[Aim of the task] Copy verbatim the records below, starting at the line that contains "lookup: the dirt patch" and stopping after the line that contains "[775, 333, 800, 404]".

[Records to use]
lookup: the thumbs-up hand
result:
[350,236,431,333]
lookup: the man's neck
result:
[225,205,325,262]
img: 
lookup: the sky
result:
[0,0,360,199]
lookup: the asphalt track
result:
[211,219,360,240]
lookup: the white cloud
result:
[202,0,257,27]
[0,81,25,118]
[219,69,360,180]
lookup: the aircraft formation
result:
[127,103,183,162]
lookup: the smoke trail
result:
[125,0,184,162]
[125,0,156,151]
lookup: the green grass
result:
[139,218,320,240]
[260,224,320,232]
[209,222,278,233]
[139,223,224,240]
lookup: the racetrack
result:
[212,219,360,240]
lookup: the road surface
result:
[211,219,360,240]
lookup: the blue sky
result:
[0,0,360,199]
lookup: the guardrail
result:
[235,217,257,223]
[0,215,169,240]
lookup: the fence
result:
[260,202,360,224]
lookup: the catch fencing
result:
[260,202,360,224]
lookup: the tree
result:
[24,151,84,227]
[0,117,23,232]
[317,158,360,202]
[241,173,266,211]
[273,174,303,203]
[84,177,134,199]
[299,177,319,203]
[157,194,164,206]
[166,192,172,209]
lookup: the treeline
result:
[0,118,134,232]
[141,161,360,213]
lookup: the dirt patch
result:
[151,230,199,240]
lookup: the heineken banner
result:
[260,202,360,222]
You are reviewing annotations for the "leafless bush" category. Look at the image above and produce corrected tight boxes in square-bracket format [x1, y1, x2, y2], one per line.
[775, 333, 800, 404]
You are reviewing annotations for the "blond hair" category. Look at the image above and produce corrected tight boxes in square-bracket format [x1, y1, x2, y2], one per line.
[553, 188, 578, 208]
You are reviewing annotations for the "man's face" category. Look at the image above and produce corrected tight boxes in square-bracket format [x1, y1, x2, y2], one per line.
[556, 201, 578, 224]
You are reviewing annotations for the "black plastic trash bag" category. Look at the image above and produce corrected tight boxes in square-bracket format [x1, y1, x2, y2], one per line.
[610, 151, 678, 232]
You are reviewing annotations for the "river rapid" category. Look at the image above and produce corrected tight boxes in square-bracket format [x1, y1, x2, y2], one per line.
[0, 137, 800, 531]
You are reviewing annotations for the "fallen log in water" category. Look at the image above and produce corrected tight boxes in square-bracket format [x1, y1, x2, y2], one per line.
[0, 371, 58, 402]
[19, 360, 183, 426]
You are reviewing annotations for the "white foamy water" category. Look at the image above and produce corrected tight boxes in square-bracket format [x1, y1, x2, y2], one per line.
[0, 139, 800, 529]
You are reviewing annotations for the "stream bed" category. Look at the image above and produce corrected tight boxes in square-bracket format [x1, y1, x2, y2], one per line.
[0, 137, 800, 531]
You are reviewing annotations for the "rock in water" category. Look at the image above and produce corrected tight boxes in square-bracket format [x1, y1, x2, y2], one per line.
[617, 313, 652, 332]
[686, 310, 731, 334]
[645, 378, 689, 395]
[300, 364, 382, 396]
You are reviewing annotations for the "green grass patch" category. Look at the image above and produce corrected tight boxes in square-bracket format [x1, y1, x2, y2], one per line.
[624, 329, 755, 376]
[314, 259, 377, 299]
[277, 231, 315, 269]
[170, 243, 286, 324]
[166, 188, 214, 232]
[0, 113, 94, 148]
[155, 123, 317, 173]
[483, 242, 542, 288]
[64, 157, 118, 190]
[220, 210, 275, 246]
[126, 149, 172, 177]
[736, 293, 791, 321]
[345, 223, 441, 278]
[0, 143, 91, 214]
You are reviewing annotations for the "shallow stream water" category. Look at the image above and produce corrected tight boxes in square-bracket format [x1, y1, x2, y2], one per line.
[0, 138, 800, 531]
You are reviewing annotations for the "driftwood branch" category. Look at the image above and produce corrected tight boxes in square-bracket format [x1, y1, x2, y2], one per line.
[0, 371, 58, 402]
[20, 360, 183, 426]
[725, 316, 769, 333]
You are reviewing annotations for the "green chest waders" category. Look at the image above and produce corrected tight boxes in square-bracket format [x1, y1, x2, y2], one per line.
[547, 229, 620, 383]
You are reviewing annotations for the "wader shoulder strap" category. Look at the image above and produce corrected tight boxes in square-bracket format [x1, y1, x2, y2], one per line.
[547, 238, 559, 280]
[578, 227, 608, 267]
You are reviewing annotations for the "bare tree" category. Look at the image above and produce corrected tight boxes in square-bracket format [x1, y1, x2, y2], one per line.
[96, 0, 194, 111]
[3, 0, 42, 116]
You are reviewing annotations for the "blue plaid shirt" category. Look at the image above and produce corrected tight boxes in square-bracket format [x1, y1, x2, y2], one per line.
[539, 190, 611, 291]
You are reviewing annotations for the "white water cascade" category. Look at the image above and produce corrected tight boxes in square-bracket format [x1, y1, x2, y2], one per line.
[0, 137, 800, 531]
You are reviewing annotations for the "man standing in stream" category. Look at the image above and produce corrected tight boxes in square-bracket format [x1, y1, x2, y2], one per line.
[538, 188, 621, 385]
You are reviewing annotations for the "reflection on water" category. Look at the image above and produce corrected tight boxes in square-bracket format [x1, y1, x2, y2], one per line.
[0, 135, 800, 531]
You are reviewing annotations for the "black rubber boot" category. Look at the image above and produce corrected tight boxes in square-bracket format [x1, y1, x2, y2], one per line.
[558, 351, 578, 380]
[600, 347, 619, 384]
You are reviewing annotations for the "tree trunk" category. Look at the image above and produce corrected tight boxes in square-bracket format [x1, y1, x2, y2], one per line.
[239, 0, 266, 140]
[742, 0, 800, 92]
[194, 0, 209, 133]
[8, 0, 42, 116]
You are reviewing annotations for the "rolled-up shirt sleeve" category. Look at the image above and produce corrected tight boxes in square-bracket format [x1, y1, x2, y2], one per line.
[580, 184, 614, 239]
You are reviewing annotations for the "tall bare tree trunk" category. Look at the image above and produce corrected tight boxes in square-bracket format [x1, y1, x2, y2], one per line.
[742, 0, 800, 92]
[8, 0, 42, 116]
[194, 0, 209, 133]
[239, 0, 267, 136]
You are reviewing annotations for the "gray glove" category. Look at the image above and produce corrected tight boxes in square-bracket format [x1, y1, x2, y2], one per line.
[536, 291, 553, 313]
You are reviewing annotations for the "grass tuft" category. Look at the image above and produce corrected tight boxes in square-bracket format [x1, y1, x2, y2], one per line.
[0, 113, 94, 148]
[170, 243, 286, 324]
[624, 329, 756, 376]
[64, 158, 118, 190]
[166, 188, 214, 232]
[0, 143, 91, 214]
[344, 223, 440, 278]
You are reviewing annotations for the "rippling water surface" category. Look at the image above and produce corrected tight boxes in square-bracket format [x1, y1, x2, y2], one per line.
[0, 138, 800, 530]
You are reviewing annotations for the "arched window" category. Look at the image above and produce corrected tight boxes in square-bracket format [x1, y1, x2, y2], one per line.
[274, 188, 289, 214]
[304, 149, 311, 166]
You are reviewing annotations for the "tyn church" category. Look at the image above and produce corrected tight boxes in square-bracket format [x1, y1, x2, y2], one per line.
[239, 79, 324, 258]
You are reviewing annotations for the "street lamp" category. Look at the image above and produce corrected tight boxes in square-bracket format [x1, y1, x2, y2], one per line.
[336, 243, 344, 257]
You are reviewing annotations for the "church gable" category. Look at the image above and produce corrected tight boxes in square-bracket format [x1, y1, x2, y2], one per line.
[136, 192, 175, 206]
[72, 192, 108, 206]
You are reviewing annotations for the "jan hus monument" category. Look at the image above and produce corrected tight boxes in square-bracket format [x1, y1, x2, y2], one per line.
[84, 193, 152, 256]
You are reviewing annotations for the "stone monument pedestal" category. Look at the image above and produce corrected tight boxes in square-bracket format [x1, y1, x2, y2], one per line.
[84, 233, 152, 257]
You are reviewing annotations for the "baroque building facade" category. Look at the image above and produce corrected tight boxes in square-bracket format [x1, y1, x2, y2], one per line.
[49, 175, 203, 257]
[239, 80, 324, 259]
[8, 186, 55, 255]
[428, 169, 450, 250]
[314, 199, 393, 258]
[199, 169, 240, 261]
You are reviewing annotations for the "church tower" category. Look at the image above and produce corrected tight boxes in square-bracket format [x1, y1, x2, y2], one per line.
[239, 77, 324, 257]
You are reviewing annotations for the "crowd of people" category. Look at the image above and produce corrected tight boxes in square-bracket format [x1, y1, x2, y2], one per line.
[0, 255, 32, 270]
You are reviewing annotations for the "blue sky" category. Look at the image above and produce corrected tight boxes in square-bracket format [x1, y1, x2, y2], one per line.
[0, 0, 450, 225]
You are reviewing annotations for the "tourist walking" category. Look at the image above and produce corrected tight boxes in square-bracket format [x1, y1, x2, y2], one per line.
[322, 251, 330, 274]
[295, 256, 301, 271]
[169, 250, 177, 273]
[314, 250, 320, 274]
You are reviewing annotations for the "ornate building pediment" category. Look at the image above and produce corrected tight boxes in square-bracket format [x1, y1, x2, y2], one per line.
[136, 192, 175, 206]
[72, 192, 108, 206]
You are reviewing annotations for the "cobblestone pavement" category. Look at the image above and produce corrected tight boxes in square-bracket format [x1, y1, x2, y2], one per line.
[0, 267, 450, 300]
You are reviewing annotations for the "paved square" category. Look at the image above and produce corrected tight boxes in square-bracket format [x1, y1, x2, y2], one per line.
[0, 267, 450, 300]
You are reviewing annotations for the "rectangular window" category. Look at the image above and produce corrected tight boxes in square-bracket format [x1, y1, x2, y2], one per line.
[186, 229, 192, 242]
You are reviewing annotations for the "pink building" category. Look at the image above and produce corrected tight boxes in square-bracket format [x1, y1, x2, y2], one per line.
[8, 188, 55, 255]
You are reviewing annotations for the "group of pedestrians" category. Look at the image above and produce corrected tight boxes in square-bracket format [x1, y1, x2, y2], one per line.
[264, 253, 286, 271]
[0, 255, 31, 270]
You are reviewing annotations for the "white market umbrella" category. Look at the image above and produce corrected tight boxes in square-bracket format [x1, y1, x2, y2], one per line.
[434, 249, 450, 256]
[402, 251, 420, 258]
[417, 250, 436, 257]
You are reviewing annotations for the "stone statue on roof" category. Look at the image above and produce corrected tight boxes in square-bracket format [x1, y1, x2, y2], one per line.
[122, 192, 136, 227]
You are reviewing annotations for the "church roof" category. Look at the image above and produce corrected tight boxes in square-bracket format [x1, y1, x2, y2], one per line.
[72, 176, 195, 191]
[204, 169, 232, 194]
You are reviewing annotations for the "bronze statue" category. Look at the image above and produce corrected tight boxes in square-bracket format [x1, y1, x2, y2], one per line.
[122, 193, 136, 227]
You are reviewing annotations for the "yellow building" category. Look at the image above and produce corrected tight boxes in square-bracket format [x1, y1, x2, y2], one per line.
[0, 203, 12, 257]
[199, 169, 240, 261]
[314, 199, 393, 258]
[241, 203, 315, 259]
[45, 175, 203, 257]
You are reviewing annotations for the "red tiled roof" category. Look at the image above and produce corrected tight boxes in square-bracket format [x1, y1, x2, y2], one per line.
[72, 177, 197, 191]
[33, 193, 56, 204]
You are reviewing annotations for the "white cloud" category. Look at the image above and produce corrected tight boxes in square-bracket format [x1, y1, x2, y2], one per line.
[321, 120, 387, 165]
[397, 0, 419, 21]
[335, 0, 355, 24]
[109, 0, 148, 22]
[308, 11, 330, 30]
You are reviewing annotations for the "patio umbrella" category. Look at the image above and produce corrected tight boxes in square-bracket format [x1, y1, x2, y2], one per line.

[Result of the task]
lookup: the dirt patch
result:
[151,230,199,240]
lookup: the heineken banner
result:
[260,202,360,222]
You are reviewing annotations for the "leafless bush" category. Look at the image above and produce corrected tight boxes in square-bracket format [x1, y1, x2, y2], one per line.
[775, 333, 800, 404]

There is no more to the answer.